=== INSTRUCTIONS TO FOLLOW ===
Please copy out, word for word, the lines of the entries below from the one containing "Accessibility description system: locate the village" through the one containing "top-left (189, 229), bottom-right (245, 354)", inclusive. Output nothing else.

(Box annotations for photos)
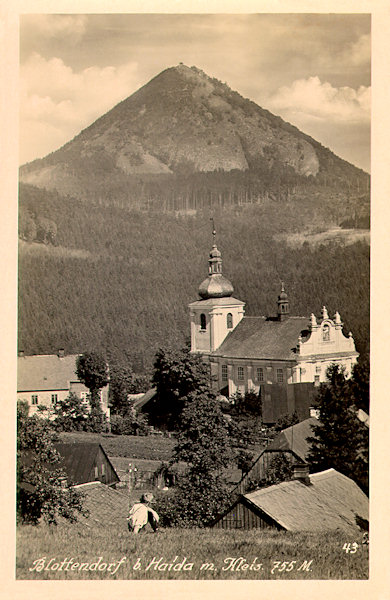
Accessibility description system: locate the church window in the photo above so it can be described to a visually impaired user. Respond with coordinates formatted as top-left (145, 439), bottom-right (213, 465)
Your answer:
top-left (256, 367), bottom-right (264, 381)
top-left (322, 324), bottom-right (330, 342)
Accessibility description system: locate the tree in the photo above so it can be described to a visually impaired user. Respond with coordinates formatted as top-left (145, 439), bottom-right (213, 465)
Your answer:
top-left (110, 362), bottom-right (150, 416)
top-left (307, 365), bottom-right (368, 493)
top-left (147, 348), bottom-right (210, 429)
top-left (54, 392), bottom-right (88, 431)
top-left (155, 390), bottom-right (233, 527)
top-left (349, 357), bottom-right (370, 414)
top-left (76, 352), bottom-right (109, 431)
top-left (17, 402), bottom-right (84, 524)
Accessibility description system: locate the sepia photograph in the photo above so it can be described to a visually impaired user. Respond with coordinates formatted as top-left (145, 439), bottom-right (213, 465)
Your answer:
top-left (2, 3), bottom-right (386, 597)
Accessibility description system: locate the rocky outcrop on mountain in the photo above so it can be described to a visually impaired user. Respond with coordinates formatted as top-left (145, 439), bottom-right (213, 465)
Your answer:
top-left (20, 64), bottom-right (365, 203)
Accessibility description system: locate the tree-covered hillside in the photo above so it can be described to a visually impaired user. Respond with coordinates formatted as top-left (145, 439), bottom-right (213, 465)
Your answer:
top-left (19, 186), bottom-right (369, 370)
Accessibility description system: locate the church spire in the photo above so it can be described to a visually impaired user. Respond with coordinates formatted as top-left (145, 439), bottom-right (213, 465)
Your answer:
top-left (278, 281), bottom-right (290, 321)
top-left (199, 218), bottom-right (234, 300)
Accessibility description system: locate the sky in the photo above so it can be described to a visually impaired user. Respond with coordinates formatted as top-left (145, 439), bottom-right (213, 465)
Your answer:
top-left (20, 13), bottom-right (371, 171)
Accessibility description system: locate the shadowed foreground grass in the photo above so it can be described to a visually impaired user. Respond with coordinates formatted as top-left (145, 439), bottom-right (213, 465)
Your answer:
top-left (16, 522), bottom-right (368, 580)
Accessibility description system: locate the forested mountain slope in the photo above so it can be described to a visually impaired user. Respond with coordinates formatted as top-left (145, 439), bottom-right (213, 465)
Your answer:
top-left (19, 186), bottom-right (369, 370)
top-left (20, 64), bottom-right (369, 210)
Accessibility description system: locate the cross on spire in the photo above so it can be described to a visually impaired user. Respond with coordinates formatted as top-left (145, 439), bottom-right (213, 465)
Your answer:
top-left (210, 217), bottom-right (217, 246)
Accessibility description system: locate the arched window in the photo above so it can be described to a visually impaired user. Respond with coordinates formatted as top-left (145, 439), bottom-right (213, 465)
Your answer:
top-left (322, 323), bottom-right (330, 342)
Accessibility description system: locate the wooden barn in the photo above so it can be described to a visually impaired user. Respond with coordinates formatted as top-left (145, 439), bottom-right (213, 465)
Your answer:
top-left (235, 417), bottom-right (320, 494)
top-left (55, 442), bottom-right (120, 486)
top-left (212, 466), bottom-right (368, 532)
top-left (21, 442), bottom-right (120, 491)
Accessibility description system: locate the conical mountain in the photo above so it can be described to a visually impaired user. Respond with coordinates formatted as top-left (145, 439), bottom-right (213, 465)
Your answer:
top-left (20, 64), bottom-right (366, 202)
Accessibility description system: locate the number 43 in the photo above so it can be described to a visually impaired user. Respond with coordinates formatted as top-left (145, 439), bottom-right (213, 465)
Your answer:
top-left (343, 542), bottom-right (359, 554)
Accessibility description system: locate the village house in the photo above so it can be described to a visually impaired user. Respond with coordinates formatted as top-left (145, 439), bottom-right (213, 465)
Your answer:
top-left (213, 465), bottom-right (369, 533)
top-left (234, 417), bottom-right (321, 494)
top-left (17, 349), bottom-right (110, 419)
top-left (189, 237), bottom-right (358, 424)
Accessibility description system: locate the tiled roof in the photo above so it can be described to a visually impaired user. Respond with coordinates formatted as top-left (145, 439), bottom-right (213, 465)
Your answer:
top-left (55, 442), bottom-right (119, 484)
top-left (267, 417), bottom-right (321, 460)
top-left (133, 388), bottom-right (157, 409)
top-left (243, 469), bottom-right (368, 531)
top-left (18, 354), bottom-right (84, 392)
top-left (213, 317), bottom-right (309, 360)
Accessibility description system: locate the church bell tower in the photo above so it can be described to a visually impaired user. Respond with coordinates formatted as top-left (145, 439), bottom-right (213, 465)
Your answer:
top-left (189, 229), bottom-right (245, 354)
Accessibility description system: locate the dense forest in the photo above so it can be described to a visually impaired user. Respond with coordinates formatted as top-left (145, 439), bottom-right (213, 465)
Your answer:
top-left (19, 185), bottom-right (370, 372)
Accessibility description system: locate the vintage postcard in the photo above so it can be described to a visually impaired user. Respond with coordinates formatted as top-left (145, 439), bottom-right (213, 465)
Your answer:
top-left (1, 1), bottom-right (390, 598)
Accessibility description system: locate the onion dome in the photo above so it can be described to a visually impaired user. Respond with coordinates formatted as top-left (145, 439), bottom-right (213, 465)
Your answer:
top-left (278, 283), bottom-right (290, 321)
top-left (198, 244), bottom-right (234, 300)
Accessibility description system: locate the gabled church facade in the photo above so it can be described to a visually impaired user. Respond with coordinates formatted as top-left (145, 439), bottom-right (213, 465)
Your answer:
top-left (189, 240), bottom-right (358, 424)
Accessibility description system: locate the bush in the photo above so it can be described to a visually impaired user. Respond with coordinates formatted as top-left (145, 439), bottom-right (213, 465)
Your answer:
top-left (111, 411), bottom-right (150, 435)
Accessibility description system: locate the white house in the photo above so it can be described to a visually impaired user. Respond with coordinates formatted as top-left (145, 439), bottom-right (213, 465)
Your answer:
top-left (189, 243), bottom-right (358, 423)
top-left (17, 350), bottom-right (110, 419)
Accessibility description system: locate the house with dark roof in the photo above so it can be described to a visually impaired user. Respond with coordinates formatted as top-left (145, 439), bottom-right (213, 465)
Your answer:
top-left (212, 467), bottom-right (369, 534)
top-left (235, 417), bottom-right (321, 494)
top-left (20, 442), bottom-right (120, 491)
top-left (17, 350), bottom-right (110, 419)
top-left (189, 238), bottom-right (358, 424)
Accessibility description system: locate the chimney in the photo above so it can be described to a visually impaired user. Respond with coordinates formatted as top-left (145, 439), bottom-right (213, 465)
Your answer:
top-left (292, 463), bottom-right (311, 485)
top-left (309, 406), bottom-right (320, 419)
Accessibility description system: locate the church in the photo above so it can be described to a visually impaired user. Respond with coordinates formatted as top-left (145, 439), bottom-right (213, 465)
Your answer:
top-left (189, 237), bottom-right (359, 424)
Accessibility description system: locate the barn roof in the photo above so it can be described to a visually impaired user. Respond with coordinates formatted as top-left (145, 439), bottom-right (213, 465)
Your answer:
top-left (242, 469), bottom-right (368, 531)
top-left (18, 354), bottom-right (84, 392)
top-left (267, 417), bottom-right (321, 461)
top-left (55, 442), bottom-right (120, 485)
top-left (213, 317), bottom-right (309, 360)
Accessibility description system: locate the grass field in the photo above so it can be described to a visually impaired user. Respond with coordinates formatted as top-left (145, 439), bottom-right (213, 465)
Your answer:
top-left (16, 521), bottom-right (368, 580)
top-left (16, 484), bottom-right (368, 580)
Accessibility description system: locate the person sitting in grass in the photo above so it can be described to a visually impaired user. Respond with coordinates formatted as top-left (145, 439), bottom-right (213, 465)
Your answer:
top-left (127, 492), bottom-right (159, 533)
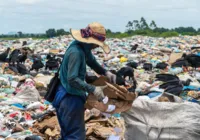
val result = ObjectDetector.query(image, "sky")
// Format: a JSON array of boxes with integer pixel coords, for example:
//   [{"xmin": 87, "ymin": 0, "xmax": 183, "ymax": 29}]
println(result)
[{"xmin": 0, "ymin": 0, "xmax": 200, "ymax": 34}]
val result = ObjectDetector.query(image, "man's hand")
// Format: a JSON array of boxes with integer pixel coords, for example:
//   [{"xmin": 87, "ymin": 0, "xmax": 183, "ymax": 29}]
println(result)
[
  {"xmin": 94, "ymin": 86, "xmax": 107, "ymax": 102},
  {"xmin": 106, "ymin": 71, "xmax": 117, "ymax": 84}
]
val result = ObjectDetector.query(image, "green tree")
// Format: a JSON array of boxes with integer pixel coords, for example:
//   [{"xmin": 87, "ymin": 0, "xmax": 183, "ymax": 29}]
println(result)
[
  {"xmin": 149, "ymin": 20, "xmax": 157, "ymax": 30},
  {"xmin": 56, "ymin": 29, "xmax": 66, "ymax": 36},
  {"xmin": 140, "ymin": 17, "xmax": 149, "ymax": 30},
  {"xmin": 133, "ymin": 20, "xmax": 141, "ymax": 30},
  {"xmin": 126, "ymin": 21, "xmax": 133, "ymax": 31},
  {"xmin": 46, "ymin": 29, "xmax": 56, "ymax": 37},
  {"xmin": 140, "ymin": 17, "xmax": 149, "ymax": 30},
  {"xmin": 17, "ymin": 31, "xmax": 23, "ymax": 37}
]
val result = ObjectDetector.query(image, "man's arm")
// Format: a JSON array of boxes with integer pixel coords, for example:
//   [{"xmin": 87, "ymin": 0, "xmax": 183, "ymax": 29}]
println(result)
[
  {"xmin": 86, "ymin": 52, "xmax": 107, "ymax": 75},
  {"xmin": 67, "ymin": 52, "xmax": 95, "ymax": 93}
]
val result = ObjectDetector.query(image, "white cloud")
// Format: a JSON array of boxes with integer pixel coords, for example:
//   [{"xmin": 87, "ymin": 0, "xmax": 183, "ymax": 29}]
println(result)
[
  {"xmin": 16, "ymin": 0, "xmax": 43, "ymax": 4},
  {"xmin": 0, "ymin": 0, "xmax": 200, "ymax": 34}
]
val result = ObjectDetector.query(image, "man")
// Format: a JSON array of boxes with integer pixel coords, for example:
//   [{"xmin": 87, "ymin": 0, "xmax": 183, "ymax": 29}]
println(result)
[{"xmin": 53, "ymin": 23, "xmax": 116, "ymax": 140}]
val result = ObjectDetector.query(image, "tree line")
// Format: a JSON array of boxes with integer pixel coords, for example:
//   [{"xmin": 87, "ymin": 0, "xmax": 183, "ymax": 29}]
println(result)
[
  {"xmin": 0, "ymin": 17, "xmax": 200, "ymax": 38},
  {"xmin": 107, "ymin": 17, "xmax": 200, "ymax": 38},
  {"xmin": 0, "ymin": 28, "xmax": 70, "ymax": 38}
]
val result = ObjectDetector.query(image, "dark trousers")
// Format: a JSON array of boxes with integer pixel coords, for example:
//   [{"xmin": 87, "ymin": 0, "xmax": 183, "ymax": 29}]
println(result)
[{"xmin": 56, "ymin": 94, "xmax": 85, "ymax": 140}]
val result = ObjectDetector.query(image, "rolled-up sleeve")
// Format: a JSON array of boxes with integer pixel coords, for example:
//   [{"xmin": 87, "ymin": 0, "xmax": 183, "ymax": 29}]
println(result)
[{"xmin": 67, "ymin": 52, "xmax": 95, "ymax": 93}]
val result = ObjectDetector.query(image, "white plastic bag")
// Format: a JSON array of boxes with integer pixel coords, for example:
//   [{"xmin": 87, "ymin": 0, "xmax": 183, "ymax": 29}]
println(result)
[{"xmin": 122, "ymin": 99, "xmax": 200, "ymax": 140}]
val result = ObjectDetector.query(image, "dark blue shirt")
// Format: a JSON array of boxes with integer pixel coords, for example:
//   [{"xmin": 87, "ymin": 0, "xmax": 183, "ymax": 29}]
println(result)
[{"xmin": 52, "ymin": 41, "xmax": 106, "ymax": 107}]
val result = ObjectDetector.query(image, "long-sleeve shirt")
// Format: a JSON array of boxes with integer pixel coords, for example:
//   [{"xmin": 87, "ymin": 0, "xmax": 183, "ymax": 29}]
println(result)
[{"xmin": 52, "ymin": 41, "xmax": 106, "ymax": 106}]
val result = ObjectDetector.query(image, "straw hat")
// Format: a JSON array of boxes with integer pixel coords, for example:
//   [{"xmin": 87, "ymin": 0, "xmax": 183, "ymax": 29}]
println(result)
[{"xmin": 70, "ymin": 22, "xmax": 110, "ymax": 54}]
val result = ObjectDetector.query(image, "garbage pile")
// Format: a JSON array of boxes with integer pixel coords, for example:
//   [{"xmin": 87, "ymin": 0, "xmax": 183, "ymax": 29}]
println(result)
[{"xmin": 0, "ymin": 36, "xmax": 200, "ymax": 140}]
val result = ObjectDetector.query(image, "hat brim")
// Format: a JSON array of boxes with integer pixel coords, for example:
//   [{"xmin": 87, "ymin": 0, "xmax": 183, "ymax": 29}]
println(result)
[{"xmin": 70, "ymin": 29, "xmax": 111, "ymax": 54}]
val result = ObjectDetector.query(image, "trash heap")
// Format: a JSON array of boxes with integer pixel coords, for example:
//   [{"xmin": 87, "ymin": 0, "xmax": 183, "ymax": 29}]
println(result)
[{"xmin": 0, "ymin": 36, "xmax": 200, "ymax": 140}]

=== WRITTEN RESPONSE ===
Accessibility description system: locate the village house in the photo above so it can be described to a visually impaired user. Respond with coordinates formatted as top-left (145, 439), bottom-right (213, 465)
Your answer:
top-left (213, 465), bottom-right (369, 533)
top-left (234, 417), bottom-right (321, 494)
top-left (17, 349), bottom-right (110, 419)
top-left (189, 237), bottom-right (358, 424)
Accessibility description system: locate the tiled roof in the photo above so it can be described to a visually impaired user. Respond with coordinates formatted as top-left (145, 439), bottom-right (213, 465)
Your answer:
top-left (55, 442), bottom-right (119, 484)
top-left (267, 417), bottom-right (321, 460)
top-left (133, 388), bottom-right (157, 409)
top-left (243, 469), bottom-right (368, 531)
top-left (18, 354), bottom-right (84, 392)
top-left (213, 317), bottom-right (309, 360)
Accessibility description system: locate the church bell tower in the photo above so it can be described to a visually impaired user. Respond with coordinates formatted as top-left (145, 439), bottom-right (213, 465)
Your answer:
top-left (189, 229), bottom-right (245, 354)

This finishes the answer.